Data provided -
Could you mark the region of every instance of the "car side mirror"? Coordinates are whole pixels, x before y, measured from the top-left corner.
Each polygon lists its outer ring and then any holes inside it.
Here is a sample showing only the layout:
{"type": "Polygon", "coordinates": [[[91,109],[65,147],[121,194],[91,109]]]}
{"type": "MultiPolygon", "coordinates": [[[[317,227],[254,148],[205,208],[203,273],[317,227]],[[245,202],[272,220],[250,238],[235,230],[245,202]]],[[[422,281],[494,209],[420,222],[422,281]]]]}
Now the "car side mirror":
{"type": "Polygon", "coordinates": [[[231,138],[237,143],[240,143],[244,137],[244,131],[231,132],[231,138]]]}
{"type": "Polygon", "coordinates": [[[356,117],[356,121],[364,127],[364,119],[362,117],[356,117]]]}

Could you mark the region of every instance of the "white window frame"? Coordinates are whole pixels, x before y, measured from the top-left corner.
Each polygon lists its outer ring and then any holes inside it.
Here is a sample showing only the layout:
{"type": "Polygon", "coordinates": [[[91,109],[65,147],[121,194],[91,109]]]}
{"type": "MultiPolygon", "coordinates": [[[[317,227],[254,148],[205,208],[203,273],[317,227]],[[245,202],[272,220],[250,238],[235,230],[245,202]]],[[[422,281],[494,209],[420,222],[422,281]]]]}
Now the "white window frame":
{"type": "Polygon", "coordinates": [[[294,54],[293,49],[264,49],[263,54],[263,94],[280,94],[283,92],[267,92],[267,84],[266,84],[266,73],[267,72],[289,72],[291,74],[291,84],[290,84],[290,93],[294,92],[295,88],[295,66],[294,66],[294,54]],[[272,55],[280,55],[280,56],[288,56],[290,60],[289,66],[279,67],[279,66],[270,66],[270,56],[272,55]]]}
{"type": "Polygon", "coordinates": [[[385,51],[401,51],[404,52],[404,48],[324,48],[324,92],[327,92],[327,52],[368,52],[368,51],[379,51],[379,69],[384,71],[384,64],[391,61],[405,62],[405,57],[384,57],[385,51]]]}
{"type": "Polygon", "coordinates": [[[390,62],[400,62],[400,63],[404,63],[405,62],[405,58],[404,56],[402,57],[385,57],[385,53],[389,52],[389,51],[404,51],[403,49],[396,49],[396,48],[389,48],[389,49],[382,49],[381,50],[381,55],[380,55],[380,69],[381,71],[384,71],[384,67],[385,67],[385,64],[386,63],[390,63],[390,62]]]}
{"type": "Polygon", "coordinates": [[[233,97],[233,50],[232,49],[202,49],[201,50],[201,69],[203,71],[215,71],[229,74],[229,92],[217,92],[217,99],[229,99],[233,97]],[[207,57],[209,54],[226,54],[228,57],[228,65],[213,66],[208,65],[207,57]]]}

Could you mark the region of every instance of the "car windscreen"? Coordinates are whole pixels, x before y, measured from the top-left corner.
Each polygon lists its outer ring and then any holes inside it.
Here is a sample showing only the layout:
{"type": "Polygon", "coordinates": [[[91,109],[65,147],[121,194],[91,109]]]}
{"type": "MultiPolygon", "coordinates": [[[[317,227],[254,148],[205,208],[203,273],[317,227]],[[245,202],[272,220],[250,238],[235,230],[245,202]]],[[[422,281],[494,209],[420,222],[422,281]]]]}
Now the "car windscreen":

Task to carry out - Each line above that has the word "windscreen" must be copied.

Exercise solution -
Could you mark the region of every instance of the "car windscreen"? Coordinates are whole pixels, x before y, measured from the top-left corner.
Now the "car windscreen":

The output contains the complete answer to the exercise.